BEGIN TEXT EXCERPT

Navitas proposes a Phase I program to develop and demonstrate a long cycle life cathode for lithium sulfur batteries. The cathode is based on a novel engineered pore structure host material that will deliver advanced performance through the following features: (1) Hierarchical pore structure with pore volume to accommodate high sulfur/polysulfide loading; (2) Electronic conductivity to enable high utilization of sulfur; and (3) High affinity to both sulfur and polysulfides to minimize sulfur dissolution. Phase I will demonstrate a lithium-sulfur cell with a cathode design able to reach >500 cycles with projected specific energy >400 Wh/kg. Phase II will develop >6Ah prismatic pouch cells to TRL 6 with >1000 cycle life (80% capacity) and demonstrated specific energy >400 Wh/g. If successful, the proposed technology will at least double the cycle life of lithium sulfur batteries and advance beyond state of the art (<200 cycles) to address the key limitation for space applications.

END TEXT EXCERPT
BEGIN DATA LISTING

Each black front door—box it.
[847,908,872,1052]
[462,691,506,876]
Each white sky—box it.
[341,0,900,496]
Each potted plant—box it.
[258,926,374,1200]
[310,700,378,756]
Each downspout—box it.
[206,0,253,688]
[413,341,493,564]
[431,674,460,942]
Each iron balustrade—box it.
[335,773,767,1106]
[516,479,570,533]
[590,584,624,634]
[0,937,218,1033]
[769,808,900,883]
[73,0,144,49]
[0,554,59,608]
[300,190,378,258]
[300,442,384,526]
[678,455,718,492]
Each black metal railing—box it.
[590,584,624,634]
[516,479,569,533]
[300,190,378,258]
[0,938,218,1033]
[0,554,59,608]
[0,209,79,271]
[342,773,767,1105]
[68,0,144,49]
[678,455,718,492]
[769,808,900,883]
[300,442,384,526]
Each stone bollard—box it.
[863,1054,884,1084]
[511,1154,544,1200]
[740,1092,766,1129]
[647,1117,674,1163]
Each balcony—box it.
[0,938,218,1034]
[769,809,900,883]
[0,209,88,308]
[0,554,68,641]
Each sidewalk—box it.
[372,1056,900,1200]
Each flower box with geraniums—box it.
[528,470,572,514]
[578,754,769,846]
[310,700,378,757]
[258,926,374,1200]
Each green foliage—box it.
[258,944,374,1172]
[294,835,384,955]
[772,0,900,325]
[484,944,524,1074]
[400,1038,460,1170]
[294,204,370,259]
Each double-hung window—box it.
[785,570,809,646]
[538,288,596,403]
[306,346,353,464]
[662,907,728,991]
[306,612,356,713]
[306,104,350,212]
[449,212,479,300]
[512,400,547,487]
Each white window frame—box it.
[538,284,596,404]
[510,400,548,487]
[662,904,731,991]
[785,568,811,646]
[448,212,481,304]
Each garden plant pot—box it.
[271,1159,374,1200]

END DATA LISTING

▶ [ACTIVITIES]:
(a) In the lithium sulfur cathode proposal, how many cycles must the Phase I cathode design be able to reach?
(b) Pick up the lithium sulfur cathode proposal after its final sentence and continue writing it.

▶ [OUTPUTS FOR THE TASKS]:
(a) More than 500 cycles.

(b)
With improved cycle life, lithium sulfur batteries will meet multi-use/cross platform space energy storage application requirements. Successful deployment would result in significant mass and volume savings and operational flexibility. Potential applications include long duration energy storage for lunar surface operations such as landers, habitats and rovers. The weight savings and safety of lithium sulfur batteries will be beneficial in large surface energy storage systems which may range from 500 kWh on Mars to 14 MWh on the moon.
The Navitas lithium sulfur battery will provide an advantage to end users through improved battery energy density/cost and by reducing the battery size/price vs. established lithium ion batteries. Early adopters are small unmanned aerial systems, electric & hybrid-electric aircraft propulsion, and consumer electronics manufacturers. Ultimately a share of the electric vehicle battery market also.